> **The exercise**: Report every line in the records below that contains the string "black", copying each such line in full. Matches must agree in case.

> **Recorded data**:
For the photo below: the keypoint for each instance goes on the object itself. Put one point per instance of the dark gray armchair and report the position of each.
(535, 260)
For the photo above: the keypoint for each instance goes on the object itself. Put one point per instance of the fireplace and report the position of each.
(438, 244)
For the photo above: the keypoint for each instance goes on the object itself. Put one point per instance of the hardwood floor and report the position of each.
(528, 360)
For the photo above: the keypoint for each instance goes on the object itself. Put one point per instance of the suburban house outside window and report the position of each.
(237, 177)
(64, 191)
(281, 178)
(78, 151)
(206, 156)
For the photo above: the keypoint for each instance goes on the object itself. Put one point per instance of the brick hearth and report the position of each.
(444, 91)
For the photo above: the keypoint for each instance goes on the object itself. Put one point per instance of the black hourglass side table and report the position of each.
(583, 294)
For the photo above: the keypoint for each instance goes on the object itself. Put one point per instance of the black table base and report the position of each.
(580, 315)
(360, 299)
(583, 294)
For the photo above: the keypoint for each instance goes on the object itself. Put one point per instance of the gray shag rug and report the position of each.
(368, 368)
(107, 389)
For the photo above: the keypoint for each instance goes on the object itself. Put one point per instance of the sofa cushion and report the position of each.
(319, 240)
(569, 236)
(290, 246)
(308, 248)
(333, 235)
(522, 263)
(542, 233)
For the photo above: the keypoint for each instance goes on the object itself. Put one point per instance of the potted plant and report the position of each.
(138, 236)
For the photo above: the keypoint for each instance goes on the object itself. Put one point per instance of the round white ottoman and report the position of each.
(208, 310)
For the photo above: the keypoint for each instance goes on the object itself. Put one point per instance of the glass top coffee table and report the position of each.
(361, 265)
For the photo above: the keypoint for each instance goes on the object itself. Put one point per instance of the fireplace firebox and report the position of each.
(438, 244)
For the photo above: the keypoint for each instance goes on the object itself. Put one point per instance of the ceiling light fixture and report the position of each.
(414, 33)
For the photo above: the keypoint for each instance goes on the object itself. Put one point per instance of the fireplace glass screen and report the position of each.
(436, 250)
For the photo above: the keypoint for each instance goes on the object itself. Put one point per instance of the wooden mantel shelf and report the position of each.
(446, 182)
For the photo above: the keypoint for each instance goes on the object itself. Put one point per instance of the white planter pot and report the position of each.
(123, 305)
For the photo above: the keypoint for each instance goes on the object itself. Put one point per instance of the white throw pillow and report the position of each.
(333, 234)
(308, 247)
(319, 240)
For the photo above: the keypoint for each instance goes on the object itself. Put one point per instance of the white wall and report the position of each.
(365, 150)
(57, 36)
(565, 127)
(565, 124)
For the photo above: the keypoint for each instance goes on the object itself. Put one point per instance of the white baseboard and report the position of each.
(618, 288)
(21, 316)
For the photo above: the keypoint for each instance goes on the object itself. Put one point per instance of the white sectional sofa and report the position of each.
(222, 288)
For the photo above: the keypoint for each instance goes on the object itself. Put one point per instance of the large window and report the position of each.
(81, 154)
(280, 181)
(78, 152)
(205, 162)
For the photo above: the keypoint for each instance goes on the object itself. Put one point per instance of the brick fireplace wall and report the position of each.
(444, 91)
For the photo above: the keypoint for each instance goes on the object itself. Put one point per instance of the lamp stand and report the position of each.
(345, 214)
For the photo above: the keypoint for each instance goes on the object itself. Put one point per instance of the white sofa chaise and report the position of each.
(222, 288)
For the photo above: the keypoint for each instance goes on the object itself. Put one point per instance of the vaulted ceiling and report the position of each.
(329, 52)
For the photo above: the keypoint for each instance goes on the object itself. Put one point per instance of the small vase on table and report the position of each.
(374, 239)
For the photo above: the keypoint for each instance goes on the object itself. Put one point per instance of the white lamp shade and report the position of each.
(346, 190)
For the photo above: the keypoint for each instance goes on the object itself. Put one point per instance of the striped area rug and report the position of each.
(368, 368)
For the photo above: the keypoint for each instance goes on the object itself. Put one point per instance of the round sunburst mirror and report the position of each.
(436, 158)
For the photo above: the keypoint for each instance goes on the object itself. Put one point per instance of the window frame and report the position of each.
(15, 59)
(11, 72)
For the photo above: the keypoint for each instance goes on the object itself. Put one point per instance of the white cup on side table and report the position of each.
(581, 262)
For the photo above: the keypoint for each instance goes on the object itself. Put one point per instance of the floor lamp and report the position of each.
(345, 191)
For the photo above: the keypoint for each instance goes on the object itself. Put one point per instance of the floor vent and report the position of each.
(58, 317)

...

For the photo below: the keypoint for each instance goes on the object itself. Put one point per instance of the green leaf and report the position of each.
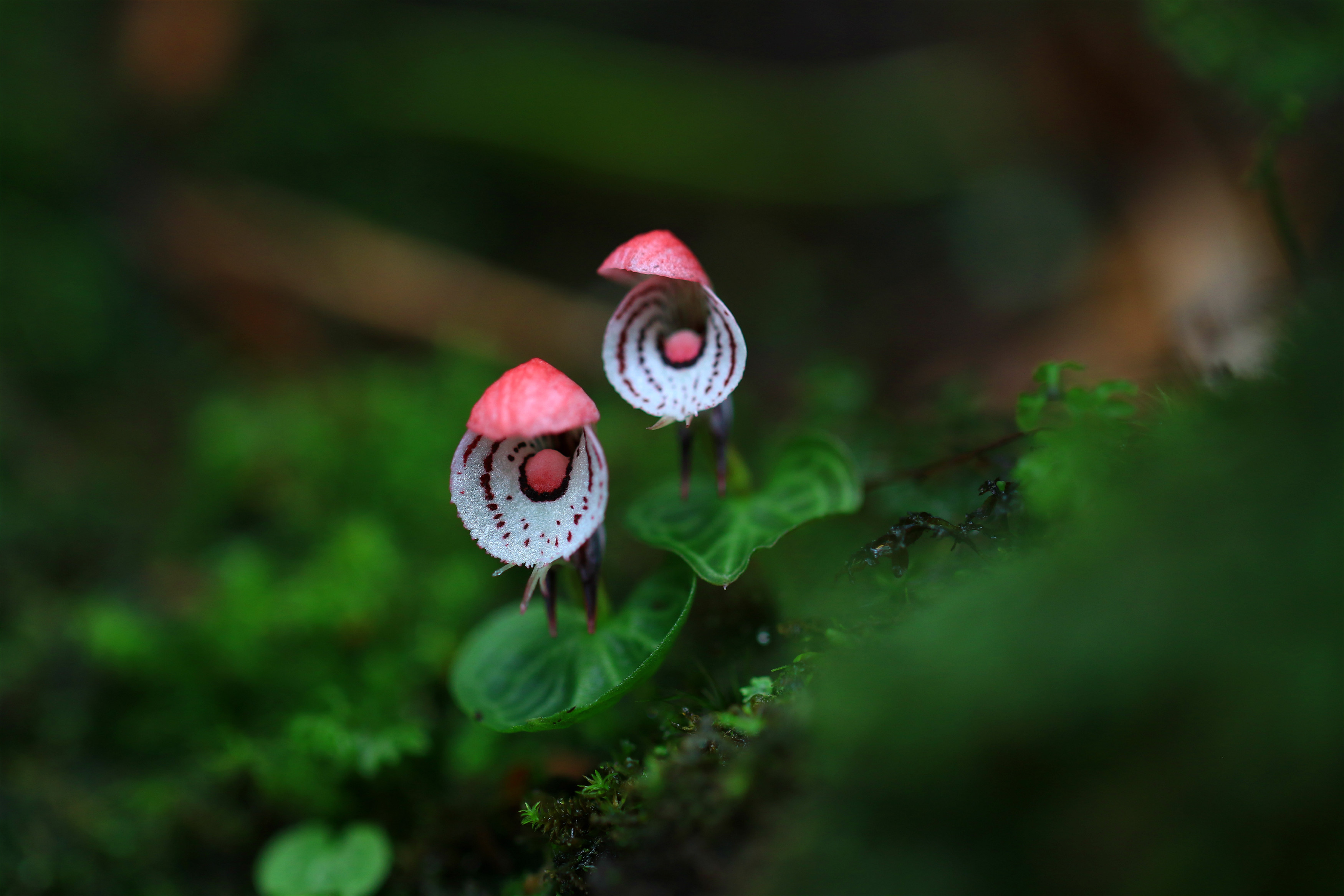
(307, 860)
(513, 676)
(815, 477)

==

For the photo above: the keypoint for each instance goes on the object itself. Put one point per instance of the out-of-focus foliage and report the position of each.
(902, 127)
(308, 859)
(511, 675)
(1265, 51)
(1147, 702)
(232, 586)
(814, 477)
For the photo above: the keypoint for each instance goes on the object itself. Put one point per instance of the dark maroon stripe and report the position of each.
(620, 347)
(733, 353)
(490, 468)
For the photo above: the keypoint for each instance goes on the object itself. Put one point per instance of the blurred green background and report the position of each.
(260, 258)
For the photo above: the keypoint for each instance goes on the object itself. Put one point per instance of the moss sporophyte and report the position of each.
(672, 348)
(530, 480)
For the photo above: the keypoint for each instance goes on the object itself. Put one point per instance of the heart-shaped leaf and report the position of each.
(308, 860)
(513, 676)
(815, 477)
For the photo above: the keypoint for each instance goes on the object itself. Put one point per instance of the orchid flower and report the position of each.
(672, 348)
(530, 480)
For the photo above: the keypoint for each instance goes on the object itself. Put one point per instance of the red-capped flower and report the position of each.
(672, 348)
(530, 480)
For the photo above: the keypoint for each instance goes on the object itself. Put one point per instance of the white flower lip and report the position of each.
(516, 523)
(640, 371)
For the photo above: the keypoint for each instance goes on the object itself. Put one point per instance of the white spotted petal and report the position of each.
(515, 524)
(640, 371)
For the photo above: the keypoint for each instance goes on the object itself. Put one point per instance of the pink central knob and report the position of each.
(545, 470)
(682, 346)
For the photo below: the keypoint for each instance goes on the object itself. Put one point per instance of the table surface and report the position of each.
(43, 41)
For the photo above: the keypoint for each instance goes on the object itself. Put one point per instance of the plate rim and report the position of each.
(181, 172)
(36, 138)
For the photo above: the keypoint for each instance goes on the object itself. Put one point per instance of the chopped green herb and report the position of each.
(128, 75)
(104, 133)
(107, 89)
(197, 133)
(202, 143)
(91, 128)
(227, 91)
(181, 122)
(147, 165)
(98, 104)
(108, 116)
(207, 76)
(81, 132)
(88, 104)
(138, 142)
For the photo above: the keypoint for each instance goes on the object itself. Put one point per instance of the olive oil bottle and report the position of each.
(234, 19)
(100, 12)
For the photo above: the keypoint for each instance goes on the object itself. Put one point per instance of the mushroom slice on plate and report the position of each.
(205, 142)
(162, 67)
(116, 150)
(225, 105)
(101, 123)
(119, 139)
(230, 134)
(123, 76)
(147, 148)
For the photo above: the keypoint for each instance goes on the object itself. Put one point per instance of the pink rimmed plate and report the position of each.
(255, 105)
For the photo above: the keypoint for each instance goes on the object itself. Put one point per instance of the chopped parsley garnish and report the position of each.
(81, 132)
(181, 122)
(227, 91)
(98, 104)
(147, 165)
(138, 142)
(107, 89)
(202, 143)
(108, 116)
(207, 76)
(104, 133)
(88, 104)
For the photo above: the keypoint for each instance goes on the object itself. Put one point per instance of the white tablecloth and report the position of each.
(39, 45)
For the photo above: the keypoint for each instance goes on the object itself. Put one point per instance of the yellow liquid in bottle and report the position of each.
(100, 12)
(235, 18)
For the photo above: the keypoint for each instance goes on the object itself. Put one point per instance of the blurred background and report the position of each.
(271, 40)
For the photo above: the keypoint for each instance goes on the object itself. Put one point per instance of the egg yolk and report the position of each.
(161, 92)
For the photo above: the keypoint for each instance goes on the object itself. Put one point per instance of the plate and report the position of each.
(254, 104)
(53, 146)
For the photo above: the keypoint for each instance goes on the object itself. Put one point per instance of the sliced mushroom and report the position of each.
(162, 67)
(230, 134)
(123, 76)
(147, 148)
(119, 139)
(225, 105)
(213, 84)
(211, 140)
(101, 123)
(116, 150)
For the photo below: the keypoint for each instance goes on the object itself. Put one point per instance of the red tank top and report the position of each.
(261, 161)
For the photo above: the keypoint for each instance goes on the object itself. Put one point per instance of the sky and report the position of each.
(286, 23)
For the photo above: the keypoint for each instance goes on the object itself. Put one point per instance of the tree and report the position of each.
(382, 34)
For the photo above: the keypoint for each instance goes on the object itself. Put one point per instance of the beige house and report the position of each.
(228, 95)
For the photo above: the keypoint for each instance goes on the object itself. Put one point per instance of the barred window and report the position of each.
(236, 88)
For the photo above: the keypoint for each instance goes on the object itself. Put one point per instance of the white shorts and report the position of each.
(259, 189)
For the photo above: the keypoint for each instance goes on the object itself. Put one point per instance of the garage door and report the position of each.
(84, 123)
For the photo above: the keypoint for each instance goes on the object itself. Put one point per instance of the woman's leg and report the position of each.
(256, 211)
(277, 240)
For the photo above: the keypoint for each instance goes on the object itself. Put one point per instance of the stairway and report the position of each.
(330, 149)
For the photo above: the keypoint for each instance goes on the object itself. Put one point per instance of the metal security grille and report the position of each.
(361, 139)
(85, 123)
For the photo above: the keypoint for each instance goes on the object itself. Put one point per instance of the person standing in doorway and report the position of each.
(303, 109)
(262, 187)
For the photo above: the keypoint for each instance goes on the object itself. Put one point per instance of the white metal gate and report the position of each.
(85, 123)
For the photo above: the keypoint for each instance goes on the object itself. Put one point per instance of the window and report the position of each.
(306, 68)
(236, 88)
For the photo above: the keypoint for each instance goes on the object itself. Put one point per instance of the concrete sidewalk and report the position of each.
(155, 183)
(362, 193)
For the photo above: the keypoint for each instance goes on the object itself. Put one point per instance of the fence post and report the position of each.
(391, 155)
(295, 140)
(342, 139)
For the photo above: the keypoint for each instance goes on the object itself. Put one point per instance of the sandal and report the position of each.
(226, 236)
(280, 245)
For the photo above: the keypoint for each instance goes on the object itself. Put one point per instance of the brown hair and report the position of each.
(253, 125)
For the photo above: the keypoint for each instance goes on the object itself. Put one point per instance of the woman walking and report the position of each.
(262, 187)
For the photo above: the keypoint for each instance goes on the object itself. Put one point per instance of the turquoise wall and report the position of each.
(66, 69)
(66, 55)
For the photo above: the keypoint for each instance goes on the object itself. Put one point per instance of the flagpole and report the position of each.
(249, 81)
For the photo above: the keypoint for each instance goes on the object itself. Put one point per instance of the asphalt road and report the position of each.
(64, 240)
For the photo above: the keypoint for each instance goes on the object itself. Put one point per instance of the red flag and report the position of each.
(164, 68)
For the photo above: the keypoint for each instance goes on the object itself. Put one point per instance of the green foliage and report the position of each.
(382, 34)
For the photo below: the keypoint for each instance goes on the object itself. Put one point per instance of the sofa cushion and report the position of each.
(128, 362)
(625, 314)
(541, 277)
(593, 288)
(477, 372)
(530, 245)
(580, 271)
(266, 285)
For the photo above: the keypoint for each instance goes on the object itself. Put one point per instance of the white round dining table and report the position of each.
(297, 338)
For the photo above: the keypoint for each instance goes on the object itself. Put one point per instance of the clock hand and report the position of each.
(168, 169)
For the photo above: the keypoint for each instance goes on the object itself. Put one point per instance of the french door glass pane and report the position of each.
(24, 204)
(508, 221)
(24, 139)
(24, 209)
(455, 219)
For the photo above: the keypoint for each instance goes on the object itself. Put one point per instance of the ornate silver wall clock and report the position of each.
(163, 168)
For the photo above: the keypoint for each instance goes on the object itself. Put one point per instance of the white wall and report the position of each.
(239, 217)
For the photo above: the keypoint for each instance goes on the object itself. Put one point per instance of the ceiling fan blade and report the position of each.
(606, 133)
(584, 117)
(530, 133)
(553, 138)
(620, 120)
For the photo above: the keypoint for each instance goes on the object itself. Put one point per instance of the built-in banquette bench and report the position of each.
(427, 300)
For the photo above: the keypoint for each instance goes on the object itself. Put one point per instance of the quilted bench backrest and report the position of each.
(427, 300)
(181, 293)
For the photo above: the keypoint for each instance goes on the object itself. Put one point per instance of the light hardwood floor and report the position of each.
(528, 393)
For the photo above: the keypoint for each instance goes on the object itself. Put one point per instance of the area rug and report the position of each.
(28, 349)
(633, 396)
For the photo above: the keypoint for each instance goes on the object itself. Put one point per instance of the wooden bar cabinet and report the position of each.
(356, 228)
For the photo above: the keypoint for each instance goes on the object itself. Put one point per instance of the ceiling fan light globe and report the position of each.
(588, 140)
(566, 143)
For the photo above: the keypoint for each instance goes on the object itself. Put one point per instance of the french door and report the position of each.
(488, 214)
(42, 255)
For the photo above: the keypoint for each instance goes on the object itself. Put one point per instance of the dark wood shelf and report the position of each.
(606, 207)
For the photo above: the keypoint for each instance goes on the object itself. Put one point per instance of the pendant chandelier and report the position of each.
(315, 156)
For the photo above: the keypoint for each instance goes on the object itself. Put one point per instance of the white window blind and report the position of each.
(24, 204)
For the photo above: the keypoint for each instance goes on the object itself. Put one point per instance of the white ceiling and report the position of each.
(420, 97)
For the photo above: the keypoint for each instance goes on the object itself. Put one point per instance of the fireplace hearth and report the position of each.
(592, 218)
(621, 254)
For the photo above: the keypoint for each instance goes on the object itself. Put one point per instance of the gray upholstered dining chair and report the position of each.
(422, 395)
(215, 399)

> **The reply**:
For the photo above: the keypoint for each instance goes on the object itself. Put one point per instance of the black hourglass side table and report the position of each.
For the photo above: the keypoint for each instance goes on the object itself. Put one point per instance of the black table base and report the position of each.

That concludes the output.